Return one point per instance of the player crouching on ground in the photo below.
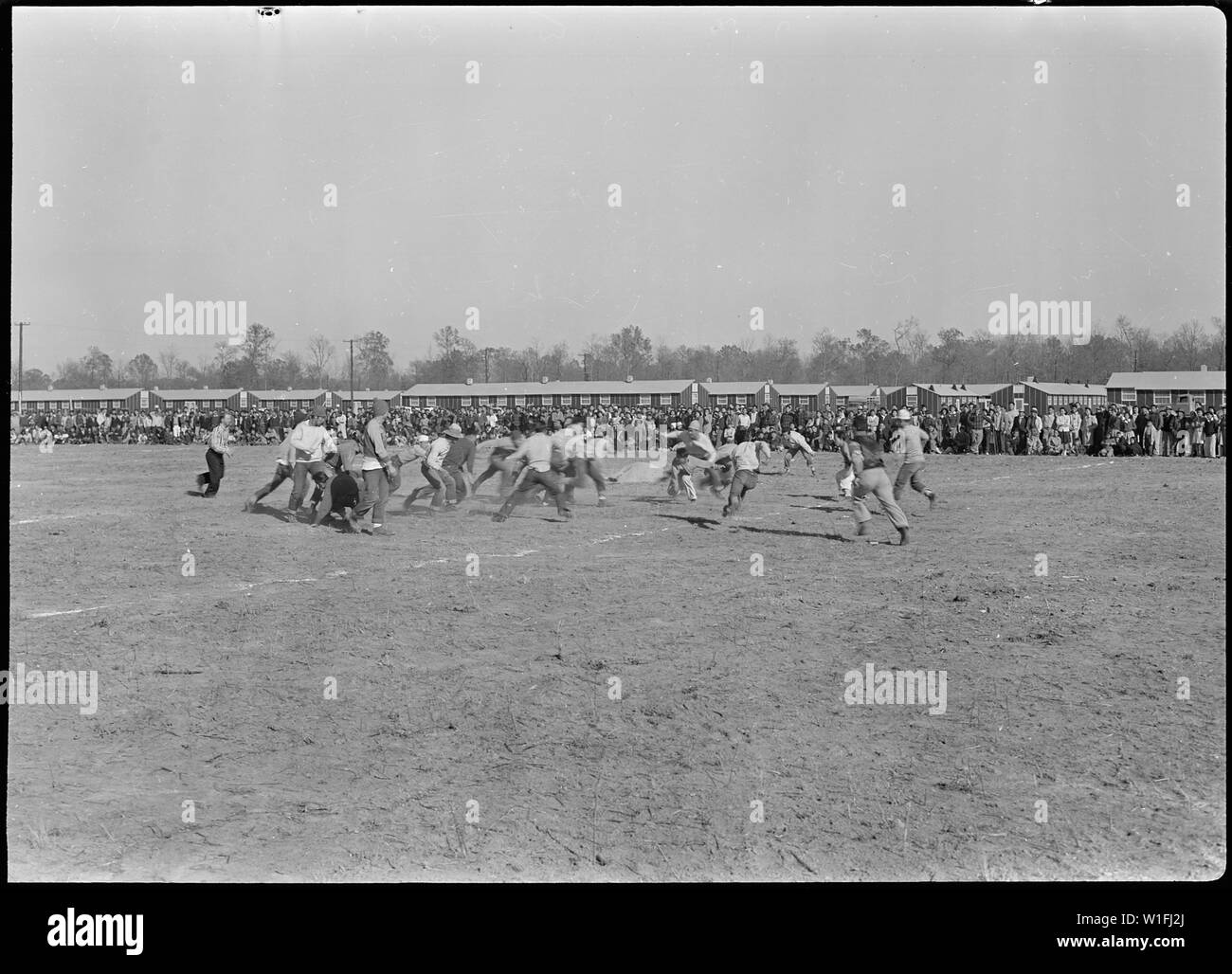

---

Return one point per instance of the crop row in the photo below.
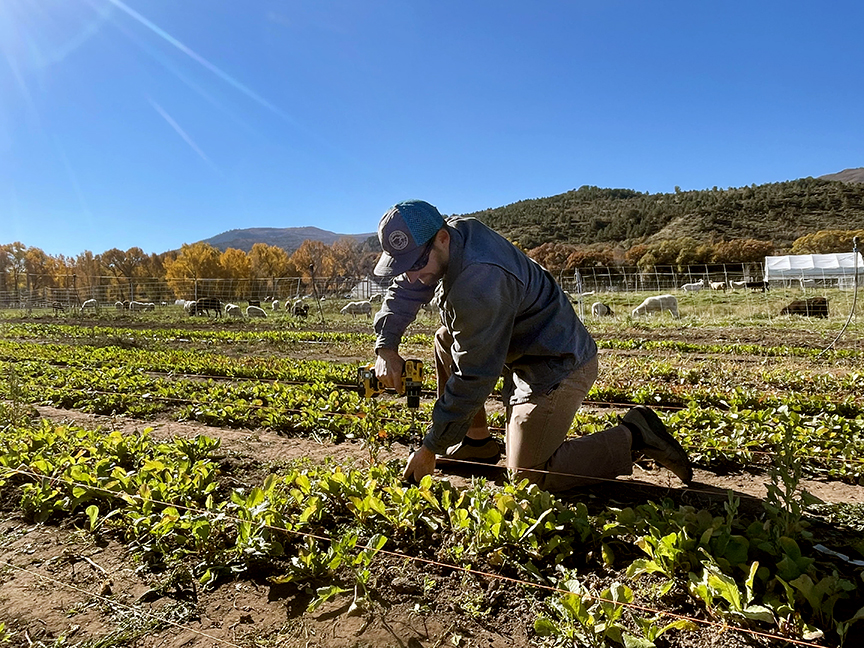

* * *

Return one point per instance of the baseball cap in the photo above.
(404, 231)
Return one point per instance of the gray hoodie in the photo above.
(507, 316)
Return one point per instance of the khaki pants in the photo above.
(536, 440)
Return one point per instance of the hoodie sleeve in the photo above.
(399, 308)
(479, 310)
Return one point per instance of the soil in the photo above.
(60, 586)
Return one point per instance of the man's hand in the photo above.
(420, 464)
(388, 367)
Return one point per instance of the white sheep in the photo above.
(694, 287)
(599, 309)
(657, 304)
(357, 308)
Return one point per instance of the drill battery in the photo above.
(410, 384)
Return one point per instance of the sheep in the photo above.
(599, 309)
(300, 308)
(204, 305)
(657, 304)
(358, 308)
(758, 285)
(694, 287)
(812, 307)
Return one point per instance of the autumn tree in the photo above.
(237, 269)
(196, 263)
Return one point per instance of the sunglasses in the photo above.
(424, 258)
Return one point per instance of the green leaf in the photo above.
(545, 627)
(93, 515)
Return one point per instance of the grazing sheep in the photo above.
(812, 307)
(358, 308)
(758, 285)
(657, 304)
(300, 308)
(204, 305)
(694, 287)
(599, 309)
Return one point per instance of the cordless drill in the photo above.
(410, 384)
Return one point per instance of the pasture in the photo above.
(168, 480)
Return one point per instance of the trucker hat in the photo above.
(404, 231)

◆ SHORT TASK
Count the lines in the data above that contain the word "below", and reply with that number alone.

◆ TASK OUTPUT
2